Pull out the email thread below about recalling a design pattern and copy it word for word, every line included.

======== TEXT EXCERPT

There's a design pattern whose name I'm having trouble remembering (which
is making it hard for me to look up any literature on it).  I'm hoping
maybe someone here can help me.

I thought it was called the "recognizer" pattern, but Googling isn't
turning up anything by that name.  Basically, you have a data blob, and a
list of candidate classes, and you throw the data at the classes one by
one until one of them "recognizes" the blob and returns an object
encapsulating it.

In more advanced usage, you get responses back from the candidate classes
about how well they recognize the blob, and you eventually use the class
that can best recognize it, even if several can recognize it to some
extent.

Sound familiar?

Thanks,

Trey
Chris Winters | 26 Apr 16:13

Re: Need help recalling a design pattern

* Trey Harris (trey <at> sage.org) [050426 03:34]:
> There's a design pattern whose name I'm having trouble remembering (which
> is making it hard for me to look up any literature on it).  I'm hoping
> maybe someone here can help me.
> 
> I thought it was called the "recognizer" pattern, but Googling isn't
> turning up anything by that name.  Basically, you have a data blob, and a
> list of candidate classes, and you throw the data at the classes one by
> one until one of them "recognizes" the blob and returns an object
> encapsulating it.
> 
> In more advanced usage, you get responses back from the candidate classes
> about how well they recognize the blob, and you eventually use the class
> that can best recognize it, even if several can recognize it to some
> extent.

================
======== RECORD EXTRACTS

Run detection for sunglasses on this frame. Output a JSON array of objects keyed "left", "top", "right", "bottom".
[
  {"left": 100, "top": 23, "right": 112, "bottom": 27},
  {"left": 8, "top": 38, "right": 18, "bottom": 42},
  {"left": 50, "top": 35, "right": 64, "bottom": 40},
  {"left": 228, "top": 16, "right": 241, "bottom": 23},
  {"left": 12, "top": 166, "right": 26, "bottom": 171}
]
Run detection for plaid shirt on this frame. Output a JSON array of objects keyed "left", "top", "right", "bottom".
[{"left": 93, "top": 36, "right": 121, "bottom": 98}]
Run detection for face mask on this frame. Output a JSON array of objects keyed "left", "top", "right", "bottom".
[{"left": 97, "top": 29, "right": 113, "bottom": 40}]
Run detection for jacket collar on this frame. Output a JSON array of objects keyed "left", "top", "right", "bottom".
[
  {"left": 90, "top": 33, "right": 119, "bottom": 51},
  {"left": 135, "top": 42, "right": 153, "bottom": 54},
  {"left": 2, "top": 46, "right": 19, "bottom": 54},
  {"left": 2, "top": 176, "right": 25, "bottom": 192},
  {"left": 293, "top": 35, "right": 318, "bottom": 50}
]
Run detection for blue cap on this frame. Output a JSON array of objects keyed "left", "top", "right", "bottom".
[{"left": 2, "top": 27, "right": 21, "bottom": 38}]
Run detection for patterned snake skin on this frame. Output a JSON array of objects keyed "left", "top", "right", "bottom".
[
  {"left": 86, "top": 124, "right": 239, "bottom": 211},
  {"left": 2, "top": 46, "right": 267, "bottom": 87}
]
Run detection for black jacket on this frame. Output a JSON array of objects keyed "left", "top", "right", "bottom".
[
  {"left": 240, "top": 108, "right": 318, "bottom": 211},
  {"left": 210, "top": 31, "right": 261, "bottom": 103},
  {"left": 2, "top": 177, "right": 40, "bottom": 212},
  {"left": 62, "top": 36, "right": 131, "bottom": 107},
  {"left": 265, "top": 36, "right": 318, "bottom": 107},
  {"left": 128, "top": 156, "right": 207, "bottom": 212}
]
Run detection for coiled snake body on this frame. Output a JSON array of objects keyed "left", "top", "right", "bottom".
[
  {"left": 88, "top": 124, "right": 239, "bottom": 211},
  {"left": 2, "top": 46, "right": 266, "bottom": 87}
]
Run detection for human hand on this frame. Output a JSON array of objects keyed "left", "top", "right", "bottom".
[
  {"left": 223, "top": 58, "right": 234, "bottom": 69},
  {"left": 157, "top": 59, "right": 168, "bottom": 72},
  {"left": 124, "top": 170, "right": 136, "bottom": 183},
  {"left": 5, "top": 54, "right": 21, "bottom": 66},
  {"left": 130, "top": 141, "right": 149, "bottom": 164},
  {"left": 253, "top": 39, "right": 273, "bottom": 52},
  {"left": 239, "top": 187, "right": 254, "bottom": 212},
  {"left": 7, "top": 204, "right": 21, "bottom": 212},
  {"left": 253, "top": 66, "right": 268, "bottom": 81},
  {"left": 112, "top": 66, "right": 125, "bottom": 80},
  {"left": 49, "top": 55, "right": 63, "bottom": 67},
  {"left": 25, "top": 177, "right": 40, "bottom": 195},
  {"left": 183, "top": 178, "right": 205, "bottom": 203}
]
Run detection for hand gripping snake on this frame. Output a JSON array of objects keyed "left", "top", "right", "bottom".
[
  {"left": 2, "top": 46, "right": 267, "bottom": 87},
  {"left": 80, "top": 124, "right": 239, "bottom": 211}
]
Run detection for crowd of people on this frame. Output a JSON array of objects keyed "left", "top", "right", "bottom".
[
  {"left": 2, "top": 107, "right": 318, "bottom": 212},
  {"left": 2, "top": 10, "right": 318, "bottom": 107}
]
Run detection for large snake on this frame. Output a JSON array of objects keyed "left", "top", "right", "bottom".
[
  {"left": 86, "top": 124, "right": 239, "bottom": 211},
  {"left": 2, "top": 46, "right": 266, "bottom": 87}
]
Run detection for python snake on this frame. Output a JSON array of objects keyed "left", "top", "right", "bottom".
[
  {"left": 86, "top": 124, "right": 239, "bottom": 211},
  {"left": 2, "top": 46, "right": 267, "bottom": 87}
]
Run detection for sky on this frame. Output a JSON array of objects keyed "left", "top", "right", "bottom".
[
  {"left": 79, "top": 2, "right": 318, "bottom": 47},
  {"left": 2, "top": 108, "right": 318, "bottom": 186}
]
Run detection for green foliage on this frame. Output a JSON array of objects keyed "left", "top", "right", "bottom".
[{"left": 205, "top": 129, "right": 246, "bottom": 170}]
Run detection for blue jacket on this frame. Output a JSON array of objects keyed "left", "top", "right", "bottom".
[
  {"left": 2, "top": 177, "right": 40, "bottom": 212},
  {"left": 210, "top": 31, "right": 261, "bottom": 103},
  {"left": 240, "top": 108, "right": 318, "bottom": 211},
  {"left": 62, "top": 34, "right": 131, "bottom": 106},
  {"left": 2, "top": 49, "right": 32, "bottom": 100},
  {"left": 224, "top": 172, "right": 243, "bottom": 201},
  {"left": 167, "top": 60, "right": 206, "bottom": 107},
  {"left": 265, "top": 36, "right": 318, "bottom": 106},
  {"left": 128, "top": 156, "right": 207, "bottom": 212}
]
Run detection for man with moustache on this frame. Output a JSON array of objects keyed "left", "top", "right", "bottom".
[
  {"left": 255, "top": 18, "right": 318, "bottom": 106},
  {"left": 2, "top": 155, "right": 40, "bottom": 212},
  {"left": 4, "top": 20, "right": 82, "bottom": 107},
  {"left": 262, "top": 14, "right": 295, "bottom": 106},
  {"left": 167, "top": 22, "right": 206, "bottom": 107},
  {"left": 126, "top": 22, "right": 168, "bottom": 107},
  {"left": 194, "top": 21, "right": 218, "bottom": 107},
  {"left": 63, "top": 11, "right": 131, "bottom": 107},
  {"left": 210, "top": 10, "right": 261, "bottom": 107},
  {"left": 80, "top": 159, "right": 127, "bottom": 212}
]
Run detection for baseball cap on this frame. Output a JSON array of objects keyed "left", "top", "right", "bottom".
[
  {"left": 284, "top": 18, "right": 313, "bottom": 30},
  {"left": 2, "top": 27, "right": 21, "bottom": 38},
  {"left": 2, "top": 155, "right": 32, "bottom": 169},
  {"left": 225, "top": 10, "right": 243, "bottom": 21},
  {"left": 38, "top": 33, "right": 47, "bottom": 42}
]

================

*RESPONSE TO THE TASK*
There's a design pattern whose name I'm having trouble remembering (which
is making it hard for me to look up any literature on it).  I'm hoping
maybe someone here can help me.

I thought it was called the "recognizer" pattern, but Googling isn't
turning up anything by that name.  Basically, you have a data blob, and a
list of candidate classes, and you throw the data at the classes one by
one until one of them "recognizes" the blob and returns an object
encapsulating it.

In more advanced usage, you get responses back from the candidate classes
about how well they recognize the blob, and you eventually use the class
that can best recognize it, even if several can recognize it to some
extent.

Sound familiar?

Thanks,

Trey
Chris Winters | 26 Apr 16:13

Re: Need help recalling a design pattern

* Trey Harris (trey <at> sage.org) [050426 03:34]:
> There's a design pattern whose name I'm having trouble remembering (which
> is making it hard for me to look up any literature on it).  I'm hoping
> maybe someone here can help me.
> 
> I thought it was called the "recognizer" pattern, but Googling isn't
> turning up anything by that name.  Basically, you have a data blob, and a
> list of candidate classes, and you throw the data at the classes one by
> one until one of them "recognizes" the blob and returns an object
> encapsulating it.
> 
> In more advanced usage, you get responses back from the candidate classes
> about how well they recognize the blob, and you eventually use the class
> that can best recognize it, even if several can recognize it to some
> extent.